| Task 1 |
From the passage on intellectual disability, reproduce the text from "What is intellectual" to "adaptive behavior scales." word for word.
| Task 2 |
According to the passage on intellectual disability, what IQ score has traditionally been recommended for a clinical diagnosis of Intellectual Disability?

| Passage |
What is intellectual functioning? Intellectual functioning incorporates the characteristics of intelligence, the abilities assessed by standardized intelligence tests, and the consensus view that intellectual functioning is influenced by other human functioning dimensions and by systems of supports.
Traditionally, cognitive or intellectual functioning has been measured through the intelligence quotient (IQ) tests, with an IQ of less than 70 recommended for a clinical diagnosis of Intellectual Disability. Currently, clinical diagnosis also requires a score of two or more standard deviations below the population norm (approximately less than the 2nd/3rd percentile) on a standardized measure of adaptive skills such as the vineland adaptive behavior scales.
What is adaptive behavior? Adaptive behavior is the collection of conceptual, social, and practical skills that have been learned and are performed by people in their everyday lives, which include the following:
The clinical symptoms and signs of intellectual disability are first recognized during infancy and childhood. Intellectual disability is identified as mild (most people with intellectual disability are in this category), moderate, or severe or profound.
There are many different causes of intellectual disability. It can be associated with a genetic syndrome, such as Down syndrome or Fragile X syndrome. It may develop following an illness such as meningitis, whooping cough or measles; may result from head trauma during childhood; or may result from exposure to toxins such as lead or mercury. Other factors that may contribute to intellectual disability include brain malformation, maternal disease and environmental influences (alcohol, drugs or other toxins). A variety of labor- and delivery-related events, infection during pregnancy and problems at birth, such as not getting enough oxygen, can also contribute.
Intellectual disability is a life-long condition. However, early and ongoing intervention may improve functioning and enable the person to thrive throughout their lifetime. Underlying medical or genetic conditions and co-occurring conditions frequently add to the complex lives of people with intellectual disability.
Under federal law (Individuals with Disabilities Education Act, IDEA, 1990), early intervention services work to identify and help infants and toddlers with disabilities. Federal law also requires that special education and related services are available free to every eligible child with a disability, including intellectual disability.
In addition, supports can come from family, friends, co-workers, community members, school, a physician team, or from a service system. Job coaching is one example of a support that can be provided by a service system. With proper support, people with intellectual disabilities are capable of successful, productive roles in society.

| Data for review |
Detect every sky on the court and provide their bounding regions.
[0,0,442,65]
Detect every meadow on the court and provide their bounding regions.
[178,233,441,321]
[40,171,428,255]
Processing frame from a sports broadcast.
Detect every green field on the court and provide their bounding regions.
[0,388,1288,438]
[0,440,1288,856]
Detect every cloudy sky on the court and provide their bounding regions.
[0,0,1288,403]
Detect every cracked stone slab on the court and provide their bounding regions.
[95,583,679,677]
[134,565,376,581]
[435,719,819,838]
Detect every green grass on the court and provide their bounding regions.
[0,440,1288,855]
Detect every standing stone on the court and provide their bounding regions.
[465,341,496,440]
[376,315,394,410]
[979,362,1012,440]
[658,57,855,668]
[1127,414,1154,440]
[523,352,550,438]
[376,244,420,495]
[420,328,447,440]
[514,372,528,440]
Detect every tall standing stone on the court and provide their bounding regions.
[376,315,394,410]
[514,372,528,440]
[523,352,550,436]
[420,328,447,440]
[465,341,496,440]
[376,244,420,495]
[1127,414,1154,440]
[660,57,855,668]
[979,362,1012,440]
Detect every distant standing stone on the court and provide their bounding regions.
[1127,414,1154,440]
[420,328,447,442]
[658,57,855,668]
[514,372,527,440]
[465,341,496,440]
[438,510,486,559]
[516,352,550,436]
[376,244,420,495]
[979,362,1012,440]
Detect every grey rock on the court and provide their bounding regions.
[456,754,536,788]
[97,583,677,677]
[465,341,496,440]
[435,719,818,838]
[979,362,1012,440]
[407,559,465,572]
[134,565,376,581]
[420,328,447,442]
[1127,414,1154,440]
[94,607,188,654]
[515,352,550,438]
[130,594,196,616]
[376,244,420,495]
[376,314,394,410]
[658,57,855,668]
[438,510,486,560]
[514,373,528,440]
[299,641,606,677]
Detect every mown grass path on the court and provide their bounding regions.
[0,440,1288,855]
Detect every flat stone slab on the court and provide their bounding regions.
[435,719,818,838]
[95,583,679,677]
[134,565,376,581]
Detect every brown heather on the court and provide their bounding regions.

| Response area 1 |
What is intellectual functioning? Intellectual functioning incorporates the characteristics of intelligence, the abilities assessed by standardized intelligence tests, and the consensus view that intellectual functioning is influenced by other human functioning dimensions and by systems of supports.
Traditionally, cognitive or intellectual functioning has been measured through the intelligence quotient (IQ) tests, with an IQ of less than 70 recommended for a clinical diagnosis of Intellectual Disability. Currently, clinical diagnosis also requires a score of two or more standard deviations below the population norm (approximately less than the 2nd/3rd percentile) on a standardized measure of adaptive skills such as the vineland adaptive behavior scales.

| Response area 2 |
An IQ of less than 70.